## Ketentuan Tugas A:
Jawablah pertanyaan berikut berdasarkan artikel tentang gaya elite.
(i) Di mana kalimat "gaya elite ekonomi sulit" disebut banyak berseliweran?
(ii) Apa saja ciri gaya elite menurut artikel ini?
(iii) Kondisi remaja apa saja yang membuat mereka mudah terbawa arus tren dan gaya hidup elite?
## Ketentuan Tugas B:
Tuliskan ulang bagian artikel tentang gaya elite mulai dari "Oleh: Sumarni Susilawati" sampai dengan "dasar hidup mereka.", termasuk kata-kata penutup itu.

FinansialMuda

Gaya Elite, Ekonomi Sulit

Oleh: Sumarni Susilawati

Gaya elite ekonomi sulit, kalimat yang sering kita dengar dan baca, bahkan banyak berseliweran di media sosial. Gaya elite adalah gaya hidup orang dengan ekonomi yang kuat, cenderung menggunakan barang mewah, dan mengikuti tren kekinian. Namun fenomena saat ini, gaya elite bukan hanya dilakukan oleh mereka dengan finansial yang kuat, tetapi juga mereka yang finansialnya pas-pasan atau bahkan belum cukup untuk memenuhi kebutuhan dasar hidup mereka.

Fenomena ini terjadi di semua kalangan, tidak terkecuali di kalangan remaja yang berstatus pekerja ataupun mahasiswa yang masih mengandalkan keuangan orang tua. Mereka cenderung membeli barang yang sebenarnya tidak dibutuhkan. Kondisi remaja yang masih labil, mencari identitas diri, dan cenderung ingin diakui oleh orang lain akan sangat mudah terbawa arus untuk mengikuti tren dan gaya hidup elite.

## Data yang Ditampilkan:
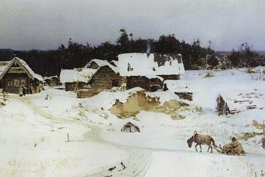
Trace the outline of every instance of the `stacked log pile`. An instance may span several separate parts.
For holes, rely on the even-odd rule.
[[[78,98],[90,98],[98,94],[100,91],[94,88],[81,89],[77,91]]]
[[[192,101],[192,95],[191,92],[175,92],[175,94],[178,96],[181,99]]]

## Jawaban A:
(i) Di media sosial.
(ii) Gaya hidup orang dengan ekonomi yang kuat, yang cenderung menggunakan barang mewah dan mengikuti tren kekinian.
(iii) Masih labil, mencari identitas diri, dan cenderung ingin diakui oleh orang lain.

## Jawaban B:
Oleh: Sumarni Susilawati

Gaya elite ekonomi sulit, kalimat yang sering kita dengar dan baca, bahkan banyak berseliweran di media sosial. Gaya elite adalah gaya hidup orang dengan ekonomi yang kuat, cenderung menggunakan barang mewah, dan mengikuti tren kekinian. Namun fenomena saat ini, gaya elite bukan hanya dilakukan oleh mereka dengan finansial yang kuat, tetapi juga mereka yang finansialnya pas-pasan atau bahkan belum cukup untuk memenuhi kebutuhan dasar hidup mereka.